Task to carry out:
Report every line of the records that contains the word "tree", copying each such line in full.

Data in this exercise:
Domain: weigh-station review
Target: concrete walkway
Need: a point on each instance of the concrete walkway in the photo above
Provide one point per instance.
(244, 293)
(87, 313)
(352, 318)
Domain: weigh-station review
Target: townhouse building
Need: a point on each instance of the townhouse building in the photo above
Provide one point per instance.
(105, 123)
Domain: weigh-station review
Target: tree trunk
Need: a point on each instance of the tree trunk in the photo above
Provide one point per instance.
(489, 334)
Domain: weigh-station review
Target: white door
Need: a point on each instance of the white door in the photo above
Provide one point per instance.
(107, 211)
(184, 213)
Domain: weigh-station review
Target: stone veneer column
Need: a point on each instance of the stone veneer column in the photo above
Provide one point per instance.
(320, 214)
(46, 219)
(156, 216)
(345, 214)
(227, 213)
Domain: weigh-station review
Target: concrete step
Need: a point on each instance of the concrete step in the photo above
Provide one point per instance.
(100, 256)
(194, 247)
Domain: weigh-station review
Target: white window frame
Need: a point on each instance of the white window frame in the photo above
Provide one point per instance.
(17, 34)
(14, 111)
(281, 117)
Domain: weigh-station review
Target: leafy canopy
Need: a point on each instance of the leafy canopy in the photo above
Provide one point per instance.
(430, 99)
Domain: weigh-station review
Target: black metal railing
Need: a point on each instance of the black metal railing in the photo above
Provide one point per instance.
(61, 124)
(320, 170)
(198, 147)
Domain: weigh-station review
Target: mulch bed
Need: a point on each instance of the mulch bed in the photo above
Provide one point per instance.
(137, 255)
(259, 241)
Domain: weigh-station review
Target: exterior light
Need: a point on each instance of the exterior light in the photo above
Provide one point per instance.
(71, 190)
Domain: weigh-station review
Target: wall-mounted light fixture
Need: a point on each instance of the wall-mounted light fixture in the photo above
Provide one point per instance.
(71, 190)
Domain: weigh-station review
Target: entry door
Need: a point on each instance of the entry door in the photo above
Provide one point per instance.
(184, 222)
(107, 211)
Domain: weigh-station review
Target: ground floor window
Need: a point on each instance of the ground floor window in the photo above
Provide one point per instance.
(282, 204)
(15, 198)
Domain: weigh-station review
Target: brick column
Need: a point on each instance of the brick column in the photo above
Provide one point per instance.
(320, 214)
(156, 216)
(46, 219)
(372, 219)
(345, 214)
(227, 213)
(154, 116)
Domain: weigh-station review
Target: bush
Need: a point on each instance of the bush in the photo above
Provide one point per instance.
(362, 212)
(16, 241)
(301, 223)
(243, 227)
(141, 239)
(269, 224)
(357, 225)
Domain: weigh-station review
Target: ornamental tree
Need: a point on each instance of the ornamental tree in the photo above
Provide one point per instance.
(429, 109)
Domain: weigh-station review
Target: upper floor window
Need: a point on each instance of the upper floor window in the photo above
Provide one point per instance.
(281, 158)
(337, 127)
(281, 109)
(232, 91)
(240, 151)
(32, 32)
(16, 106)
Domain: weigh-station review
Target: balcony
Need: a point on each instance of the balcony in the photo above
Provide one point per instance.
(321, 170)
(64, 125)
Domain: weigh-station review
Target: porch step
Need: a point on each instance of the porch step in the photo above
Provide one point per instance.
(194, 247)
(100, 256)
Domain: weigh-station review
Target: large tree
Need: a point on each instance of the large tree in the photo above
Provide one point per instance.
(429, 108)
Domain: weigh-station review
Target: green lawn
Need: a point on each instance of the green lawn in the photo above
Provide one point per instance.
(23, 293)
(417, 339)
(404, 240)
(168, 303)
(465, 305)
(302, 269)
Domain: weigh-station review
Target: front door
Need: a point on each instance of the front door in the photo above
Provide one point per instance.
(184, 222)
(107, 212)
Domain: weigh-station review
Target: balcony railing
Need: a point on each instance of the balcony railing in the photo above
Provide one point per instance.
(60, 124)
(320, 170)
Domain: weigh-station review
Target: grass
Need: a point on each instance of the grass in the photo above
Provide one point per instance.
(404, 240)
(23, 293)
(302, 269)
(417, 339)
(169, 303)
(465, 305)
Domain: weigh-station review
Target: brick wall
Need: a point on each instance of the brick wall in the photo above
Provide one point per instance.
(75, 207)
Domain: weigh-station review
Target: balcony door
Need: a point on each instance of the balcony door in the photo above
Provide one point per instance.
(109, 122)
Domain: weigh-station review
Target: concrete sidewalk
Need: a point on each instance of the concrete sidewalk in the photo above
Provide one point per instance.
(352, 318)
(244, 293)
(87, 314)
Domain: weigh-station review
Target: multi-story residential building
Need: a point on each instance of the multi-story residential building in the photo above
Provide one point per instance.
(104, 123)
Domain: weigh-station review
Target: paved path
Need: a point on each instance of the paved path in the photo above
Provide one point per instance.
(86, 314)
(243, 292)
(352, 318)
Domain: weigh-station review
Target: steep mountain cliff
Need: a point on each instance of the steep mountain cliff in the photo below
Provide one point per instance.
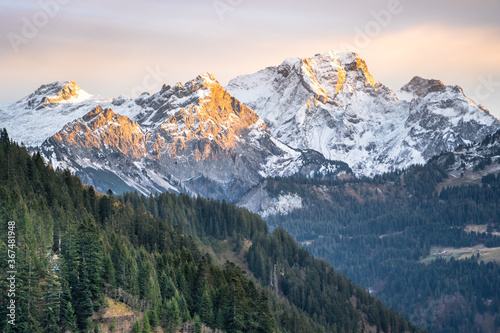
(331, 103)
(193, 137)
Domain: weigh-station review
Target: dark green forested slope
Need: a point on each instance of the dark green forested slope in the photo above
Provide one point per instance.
(380, 232)
(76, 247)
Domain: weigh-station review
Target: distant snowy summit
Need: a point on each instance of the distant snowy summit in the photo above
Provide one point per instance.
(192, 137)
(305, 117)
(332, 104)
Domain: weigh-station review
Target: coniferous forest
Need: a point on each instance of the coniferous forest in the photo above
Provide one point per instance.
(77, 252)
(393, 234)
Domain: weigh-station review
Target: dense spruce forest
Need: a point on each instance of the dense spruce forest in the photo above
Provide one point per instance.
(79, 252)
(392, 234)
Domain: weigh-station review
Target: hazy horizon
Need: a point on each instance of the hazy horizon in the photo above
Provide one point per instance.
(119, 47)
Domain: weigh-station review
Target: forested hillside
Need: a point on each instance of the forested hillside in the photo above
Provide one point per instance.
(79, 252)
(429, 251)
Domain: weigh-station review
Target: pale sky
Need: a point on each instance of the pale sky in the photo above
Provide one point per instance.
(121, 47)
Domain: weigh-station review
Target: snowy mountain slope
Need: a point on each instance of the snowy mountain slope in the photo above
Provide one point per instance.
(193, 137)
(41, 114)
(331, 103)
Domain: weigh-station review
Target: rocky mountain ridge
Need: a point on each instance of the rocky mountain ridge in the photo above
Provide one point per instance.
(332, 104)
(192, 137)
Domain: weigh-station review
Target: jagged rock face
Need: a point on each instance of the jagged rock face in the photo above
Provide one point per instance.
(103, 129)
(43, 113)
(194, 137)
(331, 103)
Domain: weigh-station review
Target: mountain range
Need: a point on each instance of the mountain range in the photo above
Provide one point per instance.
(323, 116)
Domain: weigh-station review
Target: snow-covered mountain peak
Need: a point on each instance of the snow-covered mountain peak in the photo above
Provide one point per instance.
(421, 87)
(53, 93)
(332, 104)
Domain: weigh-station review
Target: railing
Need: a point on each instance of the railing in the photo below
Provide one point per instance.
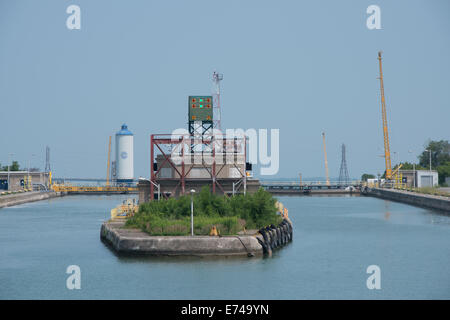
(69, 188)
(308, 183)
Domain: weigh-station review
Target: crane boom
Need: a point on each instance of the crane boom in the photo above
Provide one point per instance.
(387, 152)
(109, 161)
(326, 161)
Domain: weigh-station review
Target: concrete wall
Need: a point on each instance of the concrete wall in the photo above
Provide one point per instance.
(168, 186)
(19, 198)
(137, 242)
(125, 240)
(416, 199)
(16, 177)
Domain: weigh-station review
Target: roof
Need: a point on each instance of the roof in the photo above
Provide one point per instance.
(124, 131)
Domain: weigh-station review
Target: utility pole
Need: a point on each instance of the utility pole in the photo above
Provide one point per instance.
(109, 161)
(9, 161)
(217, 115)
(192, 212)
(343, 172)
(326, 161)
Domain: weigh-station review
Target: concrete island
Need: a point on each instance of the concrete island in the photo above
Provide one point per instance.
(135, 241)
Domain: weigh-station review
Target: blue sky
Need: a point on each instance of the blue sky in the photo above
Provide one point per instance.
(301, 66)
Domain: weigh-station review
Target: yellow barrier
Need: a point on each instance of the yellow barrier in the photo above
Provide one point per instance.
(127, 209)
(81, 189)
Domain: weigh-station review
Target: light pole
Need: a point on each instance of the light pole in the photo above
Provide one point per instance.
(9, 161)
(192, 212)
(30, 182)
(429, 150)
(414, 171)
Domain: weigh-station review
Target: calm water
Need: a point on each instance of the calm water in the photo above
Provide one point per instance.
(336, 238)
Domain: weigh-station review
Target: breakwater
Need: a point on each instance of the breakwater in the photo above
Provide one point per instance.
(273, 237)
(134, 241)
(417, 199)
(20, 198)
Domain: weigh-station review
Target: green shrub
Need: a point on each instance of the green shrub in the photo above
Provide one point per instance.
(229, 214)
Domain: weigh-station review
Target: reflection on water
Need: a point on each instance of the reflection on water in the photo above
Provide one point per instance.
(335, 239)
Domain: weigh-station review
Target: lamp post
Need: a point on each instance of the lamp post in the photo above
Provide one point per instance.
(192, 212)
(414, 170)
(9, 161)
(429, 150)
(30, 182)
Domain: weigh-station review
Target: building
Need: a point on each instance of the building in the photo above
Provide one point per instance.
(178, 167)
(18, 180)
(419, 178)
(124, 167)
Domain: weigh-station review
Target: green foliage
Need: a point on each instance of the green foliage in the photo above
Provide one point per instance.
(440, 158)
(366, 176)
(229, 215)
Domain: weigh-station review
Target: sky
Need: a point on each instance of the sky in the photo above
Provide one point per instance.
(302, 67)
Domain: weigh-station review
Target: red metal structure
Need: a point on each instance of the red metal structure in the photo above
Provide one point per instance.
(169, 145)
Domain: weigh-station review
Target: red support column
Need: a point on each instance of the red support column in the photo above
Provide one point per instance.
(152, 173)
(214, 166)
(182, 168)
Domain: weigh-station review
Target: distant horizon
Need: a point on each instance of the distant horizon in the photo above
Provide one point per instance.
(300, 67)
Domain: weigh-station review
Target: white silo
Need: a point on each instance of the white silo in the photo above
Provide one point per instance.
(124, 156)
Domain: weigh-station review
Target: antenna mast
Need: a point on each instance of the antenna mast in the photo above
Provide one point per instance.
(343, 173)
(217, 115)
(326, 161)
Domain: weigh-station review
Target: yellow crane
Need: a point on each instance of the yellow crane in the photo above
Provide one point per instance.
(109, 161)
(326, 161)
(387, 152)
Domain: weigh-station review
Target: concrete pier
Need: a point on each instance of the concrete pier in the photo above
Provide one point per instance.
(134, 241)
(20, 198)
(417, 199)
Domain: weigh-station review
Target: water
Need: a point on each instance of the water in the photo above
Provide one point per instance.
(335, 240)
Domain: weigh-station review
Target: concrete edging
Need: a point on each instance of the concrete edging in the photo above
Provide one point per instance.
(20, 198)
(124, 240)
(420, 200)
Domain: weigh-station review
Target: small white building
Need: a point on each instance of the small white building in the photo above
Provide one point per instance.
(419, 178)
(427, 178)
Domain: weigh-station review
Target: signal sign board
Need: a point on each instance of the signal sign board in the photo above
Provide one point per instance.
(200, 108)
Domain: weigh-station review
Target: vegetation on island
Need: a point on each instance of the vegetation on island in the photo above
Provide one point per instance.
(228, 214)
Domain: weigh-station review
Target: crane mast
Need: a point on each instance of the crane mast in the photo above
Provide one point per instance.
(326, 161)
(387, 152)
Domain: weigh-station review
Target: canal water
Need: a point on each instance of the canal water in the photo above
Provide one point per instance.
(335, 240)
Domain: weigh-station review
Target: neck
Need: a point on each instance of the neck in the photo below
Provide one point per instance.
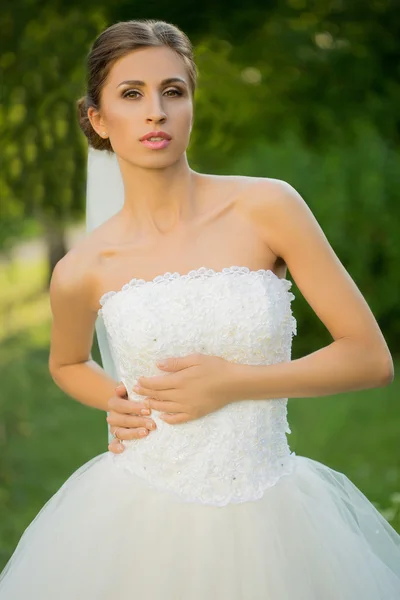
(158, 201)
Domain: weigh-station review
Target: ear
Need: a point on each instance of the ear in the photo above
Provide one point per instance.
(97, 121)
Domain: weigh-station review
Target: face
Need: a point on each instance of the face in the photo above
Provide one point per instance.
(136, 99)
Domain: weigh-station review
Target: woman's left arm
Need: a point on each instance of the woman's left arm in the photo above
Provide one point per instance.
(358, 358)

Final result:
Target: tree trunk
Need: a point on each instance of the tree trunk in the photo above
Target: ornamental tree
Need: a point on each instance of the ornamental tree in the photo above
Target: large tree
Need: a point on each instance of the large tree in the photo above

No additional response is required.